[Data records]
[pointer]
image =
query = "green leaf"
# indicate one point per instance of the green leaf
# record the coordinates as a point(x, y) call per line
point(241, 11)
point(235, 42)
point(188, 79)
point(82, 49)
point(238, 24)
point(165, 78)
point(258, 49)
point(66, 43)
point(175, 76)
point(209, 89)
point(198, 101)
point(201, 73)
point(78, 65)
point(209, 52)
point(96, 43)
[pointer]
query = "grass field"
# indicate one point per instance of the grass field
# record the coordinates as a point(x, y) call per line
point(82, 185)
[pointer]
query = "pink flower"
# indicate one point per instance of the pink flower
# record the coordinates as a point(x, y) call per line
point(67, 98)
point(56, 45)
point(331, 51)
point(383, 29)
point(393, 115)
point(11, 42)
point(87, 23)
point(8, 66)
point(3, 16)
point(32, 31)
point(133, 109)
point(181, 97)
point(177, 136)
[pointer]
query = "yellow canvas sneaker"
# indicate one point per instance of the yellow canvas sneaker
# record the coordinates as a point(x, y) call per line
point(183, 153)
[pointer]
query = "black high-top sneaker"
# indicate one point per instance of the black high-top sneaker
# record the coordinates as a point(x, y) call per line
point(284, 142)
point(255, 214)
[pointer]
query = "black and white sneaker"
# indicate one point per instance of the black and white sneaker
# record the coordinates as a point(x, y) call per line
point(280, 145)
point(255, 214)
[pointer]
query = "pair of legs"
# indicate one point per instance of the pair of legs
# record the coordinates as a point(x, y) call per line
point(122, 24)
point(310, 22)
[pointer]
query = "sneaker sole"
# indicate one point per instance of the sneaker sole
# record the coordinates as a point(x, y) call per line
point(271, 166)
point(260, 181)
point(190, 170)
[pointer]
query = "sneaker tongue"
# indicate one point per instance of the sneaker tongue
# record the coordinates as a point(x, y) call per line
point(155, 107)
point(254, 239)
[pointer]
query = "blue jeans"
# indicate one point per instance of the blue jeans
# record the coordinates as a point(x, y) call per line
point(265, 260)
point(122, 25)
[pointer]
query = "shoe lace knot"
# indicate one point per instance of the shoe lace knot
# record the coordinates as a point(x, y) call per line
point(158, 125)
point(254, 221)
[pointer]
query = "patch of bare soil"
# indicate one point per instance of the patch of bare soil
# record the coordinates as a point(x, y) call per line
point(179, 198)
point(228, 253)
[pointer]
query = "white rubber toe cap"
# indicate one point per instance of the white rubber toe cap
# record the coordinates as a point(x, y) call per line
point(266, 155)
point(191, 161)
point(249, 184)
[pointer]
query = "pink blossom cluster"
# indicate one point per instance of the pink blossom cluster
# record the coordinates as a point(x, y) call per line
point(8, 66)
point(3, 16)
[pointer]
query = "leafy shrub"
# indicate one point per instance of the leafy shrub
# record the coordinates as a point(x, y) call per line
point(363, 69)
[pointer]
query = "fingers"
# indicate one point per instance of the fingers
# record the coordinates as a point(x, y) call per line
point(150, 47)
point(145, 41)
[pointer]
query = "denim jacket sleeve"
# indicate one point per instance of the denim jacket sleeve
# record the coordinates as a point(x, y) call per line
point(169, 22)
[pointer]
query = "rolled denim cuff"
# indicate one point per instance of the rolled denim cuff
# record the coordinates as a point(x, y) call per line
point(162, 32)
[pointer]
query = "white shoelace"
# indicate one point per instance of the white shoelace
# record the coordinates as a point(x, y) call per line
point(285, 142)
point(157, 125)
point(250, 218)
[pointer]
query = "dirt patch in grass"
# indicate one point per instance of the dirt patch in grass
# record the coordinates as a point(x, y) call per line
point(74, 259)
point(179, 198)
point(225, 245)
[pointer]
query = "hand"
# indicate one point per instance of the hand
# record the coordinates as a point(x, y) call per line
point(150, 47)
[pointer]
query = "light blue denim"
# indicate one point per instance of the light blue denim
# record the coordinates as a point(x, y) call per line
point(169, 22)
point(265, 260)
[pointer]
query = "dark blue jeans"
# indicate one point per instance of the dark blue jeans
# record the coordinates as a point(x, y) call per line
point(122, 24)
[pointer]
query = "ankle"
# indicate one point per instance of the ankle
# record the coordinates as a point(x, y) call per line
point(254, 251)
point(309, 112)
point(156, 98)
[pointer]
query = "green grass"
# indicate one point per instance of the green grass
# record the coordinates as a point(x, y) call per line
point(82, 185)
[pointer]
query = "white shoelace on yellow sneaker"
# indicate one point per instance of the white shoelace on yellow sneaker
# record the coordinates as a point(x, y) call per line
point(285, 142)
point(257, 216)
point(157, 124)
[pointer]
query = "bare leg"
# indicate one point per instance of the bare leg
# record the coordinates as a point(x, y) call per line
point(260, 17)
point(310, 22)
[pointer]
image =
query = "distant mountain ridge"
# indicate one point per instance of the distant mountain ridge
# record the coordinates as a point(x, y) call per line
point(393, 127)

* [SET EXERCISE] Filter the listing above to the lines containing the string "dirt", and copy each of those lines in full.

* [FULL ANSWER]
query = "dirt patch in grass"
# indicate one point per instance of the dirt patch in grass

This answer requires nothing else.